TEXT SECTION
While humans squabbled Luna met his end at the propeller end of a boat. Operation Orca goes from this to the sordid beginnings of whale capture off B.C. in 1965, and refers to other abuses that characterize our interaction with these fellow-mammals, such as how we inundate their underwater world with the sonar booms of naval traffic and pollution from spills and industry.

Also unnerving but more poetically presented is Terry Glavin's Waiting for the Macaws, and Other Stories from the Age of Extinctions. Glavin tells us that one fifth of bird species existing 20,000 years ago are now extinct, and he makes us feel the pathos of it by describing the fate of the crested mynah, which a few decades ago flourished in Vancouver. Thanks to habitat loss, by 2003 only one pair was left, and then one of those was hit by a car "at 2nd Avenue and Columbia Street." The other kept a faithful vigil for two weeks until it too was hit by a car, "and then there were none."

STATED GOAL A
Copy out the passage about whales and vanishing birds word for word, starting with "While humans squabbled" and going on through "spills and industry.".
STATED GOAL B
Carry on the passage about whales and vanishing birds, picking up right after its last sentence.

DATASET ROWS
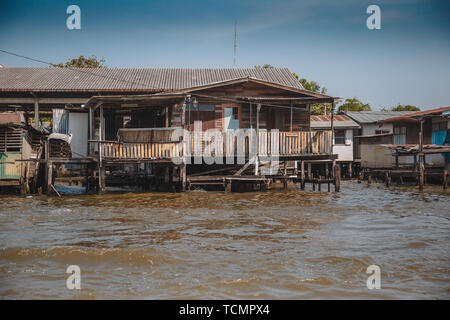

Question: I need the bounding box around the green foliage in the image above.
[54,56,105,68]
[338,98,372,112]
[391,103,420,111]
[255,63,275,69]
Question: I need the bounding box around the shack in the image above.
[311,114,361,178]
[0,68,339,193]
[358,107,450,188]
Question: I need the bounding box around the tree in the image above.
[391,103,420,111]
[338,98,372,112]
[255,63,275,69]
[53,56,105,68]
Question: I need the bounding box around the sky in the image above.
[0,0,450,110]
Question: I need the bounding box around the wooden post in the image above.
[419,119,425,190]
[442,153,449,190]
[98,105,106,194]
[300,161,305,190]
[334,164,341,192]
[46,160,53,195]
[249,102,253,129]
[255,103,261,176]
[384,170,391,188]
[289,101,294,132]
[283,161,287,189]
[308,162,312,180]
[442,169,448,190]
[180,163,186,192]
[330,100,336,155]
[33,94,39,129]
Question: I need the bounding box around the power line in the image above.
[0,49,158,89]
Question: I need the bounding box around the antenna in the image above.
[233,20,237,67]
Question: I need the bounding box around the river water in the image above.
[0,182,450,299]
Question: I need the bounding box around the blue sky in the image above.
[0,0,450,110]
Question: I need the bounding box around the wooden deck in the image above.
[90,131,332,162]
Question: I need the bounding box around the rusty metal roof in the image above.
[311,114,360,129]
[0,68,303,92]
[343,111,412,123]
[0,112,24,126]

ANSWER A
While humans squabbled Luna met his end at the propeller end of a boat. Operation Orca goes from this to the sordid beginnings of whale capture off B.C. in 1965, and refers to other abuses that characterize our interaction with these fellow-mammals, such as how we inundate their underwater world with the sonar booms of naval traffic and pollution from spills and industry.

ANSWER B
In his Christmas Day sermon, the Archbishop of Canterbury praised his compatriot Richard Dawkins for expressing humanity's "amazement and awe" at nature, and urged people to treat nature with "reverence." It seems that for some, the famous long cultural war between science and the humanities can now be over, and that "science literature" can now be literature.

That is certainly the opinion of editor John Brockman whose exhilarating science site "edge.org" profiles dozens of groundbreaking scienists by asking them an annual New Year's Big Question. This year's is "What Have You Changed Your Mind About?"

Their answers add up to, roughly, "everything." That is what science frees thinkers to do: change their theories as new evidence comes in. Most responders one way or another emphasized the ethical demands of good science, and described scientific work as subjective, dynamic and creative -- rather like the humanities, in fact.

Contemplating species extinctions, Terry Glavin emphasizes this by urging that we "reclaim the legacy of the Enlightenment" and "strengthen conditions for the diversity of living things" by preserving multiplicity and diversity in our ideas.

For a guiding principle he quotes a poet, William Blake: "Everything that lives is holy."

Barbara Julian is a freelance writer who suspects her Fairfield house might be an ecosystem.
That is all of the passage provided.